**Task goal**
Keep only the lines of the records below that contain the word "white", and copy each of them unchanged.

**Task data**
----------------

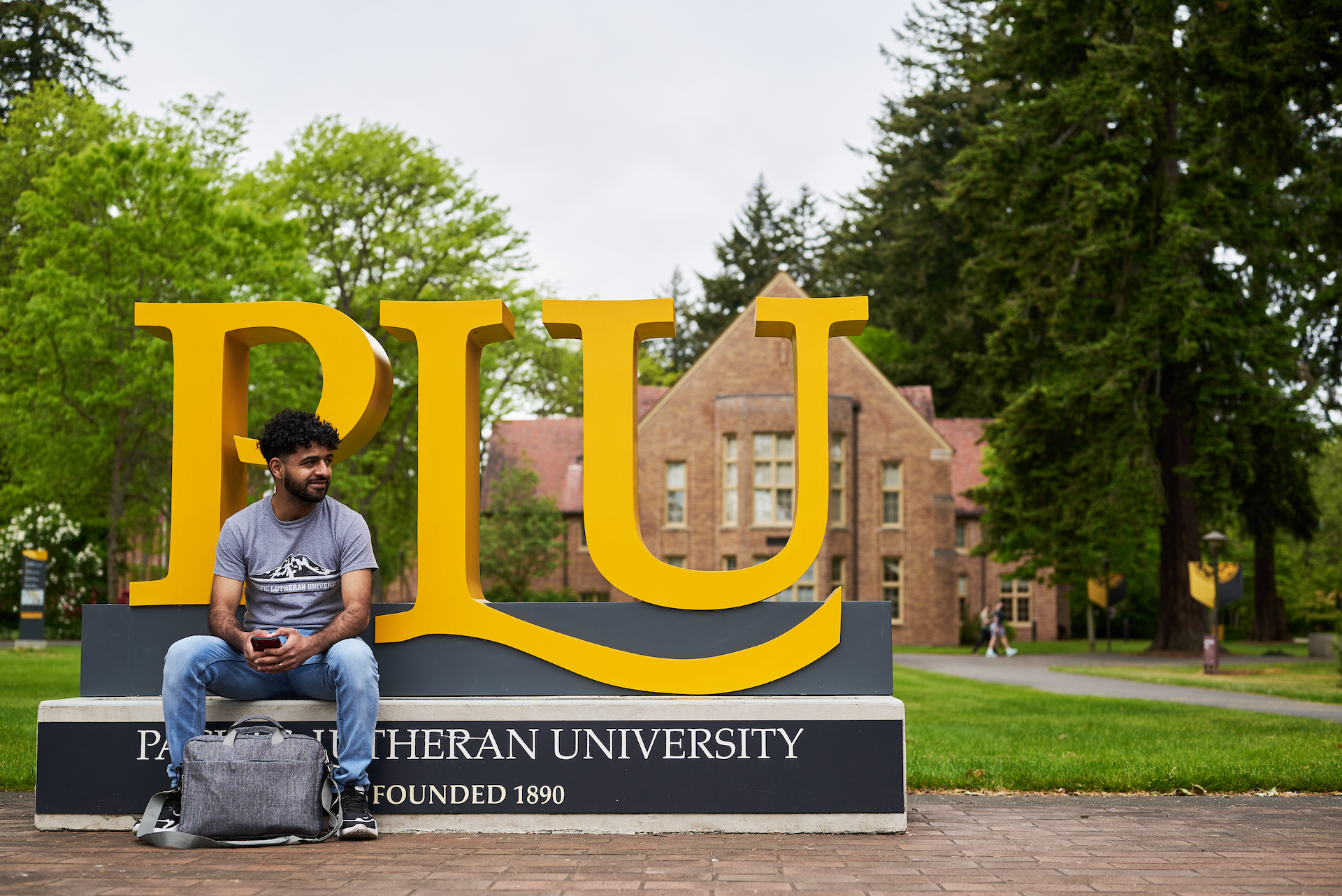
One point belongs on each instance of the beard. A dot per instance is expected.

----------------

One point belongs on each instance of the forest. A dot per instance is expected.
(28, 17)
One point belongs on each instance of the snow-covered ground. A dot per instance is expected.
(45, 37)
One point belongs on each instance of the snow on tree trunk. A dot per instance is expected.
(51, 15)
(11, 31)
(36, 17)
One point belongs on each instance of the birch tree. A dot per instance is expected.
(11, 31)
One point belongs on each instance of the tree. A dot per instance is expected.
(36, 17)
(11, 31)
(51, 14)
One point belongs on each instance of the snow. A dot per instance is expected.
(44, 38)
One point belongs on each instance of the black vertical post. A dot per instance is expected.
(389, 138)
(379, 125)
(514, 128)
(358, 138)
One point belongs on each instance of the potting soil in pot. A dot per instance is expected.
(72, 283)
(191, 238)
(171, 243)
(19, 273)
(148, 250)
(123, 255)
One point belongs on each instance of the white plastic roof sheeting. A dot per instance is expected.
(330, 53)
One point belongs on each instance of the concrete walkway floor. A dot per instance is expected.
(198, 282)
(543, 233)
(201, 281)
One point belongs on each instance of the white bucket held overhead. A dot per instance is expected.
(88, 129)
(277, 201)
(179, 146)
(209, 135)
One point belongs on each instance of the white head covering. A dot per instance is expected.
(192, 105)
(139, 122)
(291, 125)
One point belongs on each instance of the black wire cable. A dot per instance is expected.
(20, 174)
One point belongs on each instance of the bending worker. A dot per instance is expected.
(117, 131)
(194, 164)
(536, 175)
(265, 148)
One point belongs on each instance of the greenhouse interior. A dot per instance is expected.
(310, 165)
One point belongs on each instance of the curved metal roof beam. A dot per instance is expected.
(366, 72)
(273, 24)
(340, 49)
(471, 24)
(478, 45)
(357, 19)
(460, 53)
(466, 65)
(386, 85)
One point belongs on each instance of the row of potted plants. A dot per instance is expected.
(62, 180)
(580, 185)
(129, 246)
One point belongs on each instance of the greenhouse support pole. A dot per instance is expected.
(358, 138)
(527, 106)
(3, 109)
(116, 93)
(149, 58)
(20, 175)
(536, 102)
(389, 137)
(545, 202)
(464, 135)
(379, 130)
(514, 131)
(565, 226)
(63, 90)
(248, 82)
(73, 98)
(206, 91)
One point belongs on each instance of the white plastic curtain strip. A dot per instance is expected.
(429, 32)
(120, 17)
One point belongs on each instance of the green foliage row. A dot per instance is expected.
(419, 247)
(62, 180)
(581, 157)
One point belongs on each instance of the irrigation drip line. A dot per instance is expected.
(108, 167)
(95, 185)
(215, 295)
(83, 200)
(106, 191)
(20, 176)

----------------

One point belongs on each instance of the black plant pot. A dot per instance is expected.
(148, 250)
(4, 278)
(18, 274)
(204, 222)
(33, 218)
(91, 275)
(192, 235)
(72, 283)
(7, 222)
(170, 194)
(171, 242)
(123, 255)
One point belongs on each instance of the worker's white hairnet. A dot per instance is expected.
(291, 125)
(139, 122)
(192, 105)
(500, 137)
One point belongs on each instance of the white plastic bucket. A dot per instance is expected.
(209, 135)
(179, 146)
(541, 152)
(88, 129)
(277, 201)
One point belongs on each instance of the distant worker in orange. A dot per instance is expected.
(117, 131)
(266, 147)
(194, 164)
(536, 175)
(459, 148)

----------------

**Solution to the problem**
One point belongs on each instance of the white plastic roof sheeting. A dot per instance is expected.
One point belongs on each instance of the white bucket held overhead. A dot per instance is expected.
One point belongs on each instance of the white head covering. A dot per instance is expected.
One point belongs on each instance of the white plastic curtain strip. A dot per instance is expected.
One point belongs on each instance of the worker's white hairnet. A dot per instance is expected.
One point belongs on each instance of the white plastic bucket. A dot per instance is expected.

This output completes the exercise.